-- start --

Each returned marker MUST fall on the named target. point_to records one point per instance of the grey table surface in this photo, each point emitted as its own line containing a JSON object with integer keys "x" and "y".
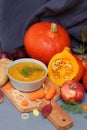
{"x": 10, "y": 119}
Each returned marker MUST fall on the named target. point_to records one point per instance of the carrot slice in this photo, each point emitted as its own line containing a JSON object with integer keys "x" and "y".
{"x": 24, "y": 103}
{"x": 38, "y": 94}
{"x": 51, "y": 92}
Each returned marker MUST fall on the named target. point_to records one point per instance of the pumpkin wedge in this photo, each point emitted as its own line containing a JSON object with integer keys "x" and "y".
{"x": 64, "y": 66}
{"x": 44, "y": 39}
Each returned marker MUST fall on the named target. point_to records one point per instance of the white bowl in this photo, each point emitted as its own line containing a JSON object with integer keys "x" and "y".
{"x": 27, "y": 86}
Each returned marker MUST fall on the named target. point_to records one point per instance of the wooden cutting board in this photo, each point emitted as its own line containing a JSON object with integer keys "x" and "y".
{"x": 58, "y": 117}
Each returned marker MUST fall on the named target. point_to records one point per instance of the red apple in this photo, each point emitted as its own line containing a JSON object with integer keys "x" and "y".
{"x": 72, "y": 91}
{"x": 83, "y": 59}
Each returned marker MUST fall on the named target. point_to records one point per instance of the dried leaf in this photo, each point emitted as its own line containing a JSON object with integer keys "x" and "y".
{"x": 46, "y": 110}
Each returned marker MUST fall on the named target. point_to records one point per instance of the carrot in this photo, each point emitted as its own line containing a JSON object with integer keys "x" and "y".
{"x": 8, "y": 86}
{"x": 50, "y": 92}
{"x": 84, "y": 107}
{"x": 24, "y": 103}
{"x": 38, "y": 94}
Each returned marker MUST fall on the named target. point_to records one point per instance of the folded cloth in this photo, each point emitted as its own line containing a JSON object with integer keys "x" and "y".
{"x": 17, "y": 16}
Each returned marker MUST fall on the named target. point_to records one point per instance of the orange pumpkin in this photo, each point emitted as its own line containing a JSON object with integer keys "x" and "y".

-- end --
-- start --

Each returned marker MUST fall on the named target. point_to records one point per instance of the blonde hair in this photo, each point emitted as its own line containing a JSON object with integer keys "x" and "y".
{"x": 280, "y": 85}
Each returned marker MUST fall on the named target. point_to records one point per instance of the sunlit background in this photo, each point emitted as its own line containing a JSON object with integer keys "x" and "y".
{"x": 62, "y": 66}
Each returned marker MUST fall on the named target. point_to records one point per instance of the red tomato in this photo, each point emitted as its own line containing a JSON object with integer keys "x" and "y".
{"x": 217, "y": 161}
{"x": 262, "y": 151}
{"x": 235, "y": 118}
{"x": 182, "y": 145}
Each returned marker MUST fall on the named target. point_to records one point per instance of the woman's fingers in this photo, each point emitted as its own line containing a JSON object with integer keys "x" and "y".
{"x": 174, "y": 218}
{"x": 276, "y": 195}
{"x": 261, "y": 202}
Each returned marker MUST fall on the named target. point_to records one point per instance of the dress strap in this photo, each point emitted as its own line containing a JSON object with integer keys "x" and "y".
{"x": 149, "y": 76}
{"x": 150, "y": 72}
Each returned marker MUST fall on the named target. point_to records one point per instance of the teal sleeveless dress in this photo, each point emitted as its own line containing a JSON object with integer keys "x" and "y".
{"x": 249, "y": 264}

-- end --
-- start --

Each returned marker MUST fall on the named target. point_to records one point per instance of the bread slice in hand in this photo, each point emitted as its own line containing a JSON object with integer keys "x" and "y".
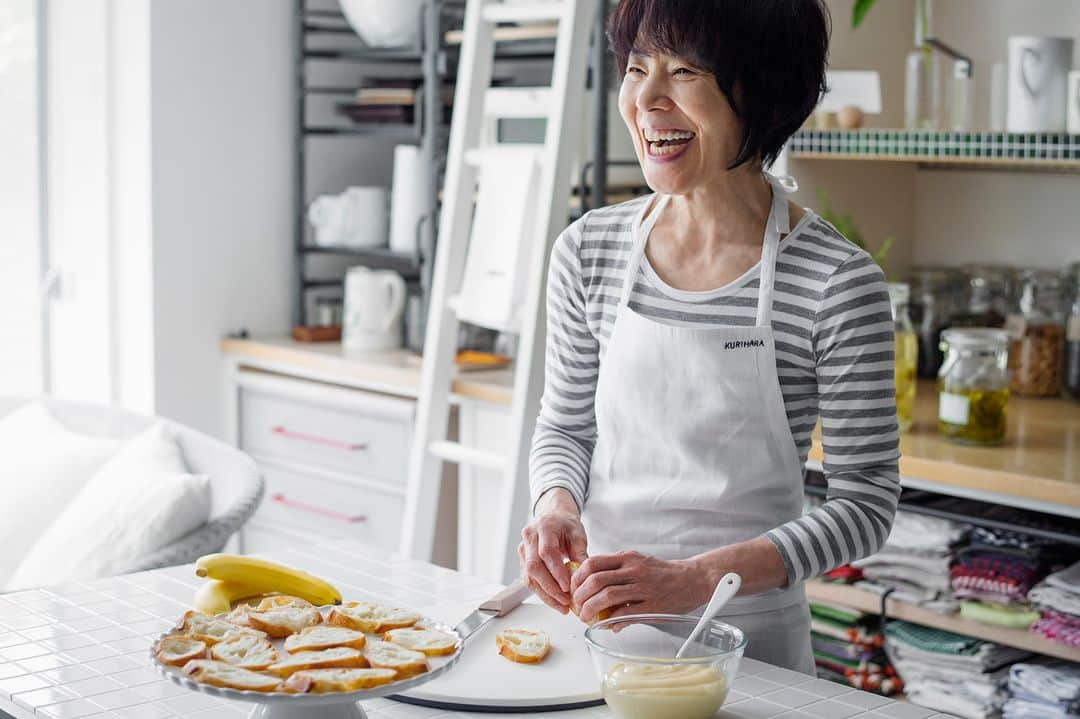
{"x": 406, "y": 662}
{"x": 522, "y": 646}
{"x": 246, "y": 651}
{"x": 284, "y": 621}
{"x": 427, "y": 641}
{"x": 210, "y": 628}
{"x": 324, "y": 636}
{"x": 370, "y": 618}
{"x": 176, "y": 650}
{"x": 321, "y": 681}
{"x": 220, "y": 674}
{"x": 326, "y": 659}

-- end --

What this task involves >>
Please copy out the records from the line containing "of the dried" down to the line containing "of the orange", both lines included, keeping the requests as they are and shifting every x and y coordinate in the answers up by 78.

Answer >>
Each returned marker MUST fall on the named target. point_to records one point per instance of the dried leaf in this photo, each point emitted as its own line containing a JSON object with integer keys "x" and "y".
{"x": 124, "y": 188}
Each returned marker MUST fall on the named target. point_to records one point per instance of the carrot in this photo, each point emitted as its own line containing a JSON object with integer keys "x" and "y".
{"x": 86, "y": 164}
{"x": 128, "y": 170}
{"x": 162, "y": 185}
{"x": 102, "y": 181}
{"x": 116, "y": 172}
Each returned marker MUST fall on the named target. point_to records one point per instance of the folded cloth in this photo, each point emitted as its own line containing a JSON object with integer keys "x" and "y".
{"x": 95, "y": 94}
Each returned marker MUST fall on the named target. point_to records one point per instance of the orange pumpkin in this photo, each point emitted as its own line containing a JSON object with integer keys "x" and "y".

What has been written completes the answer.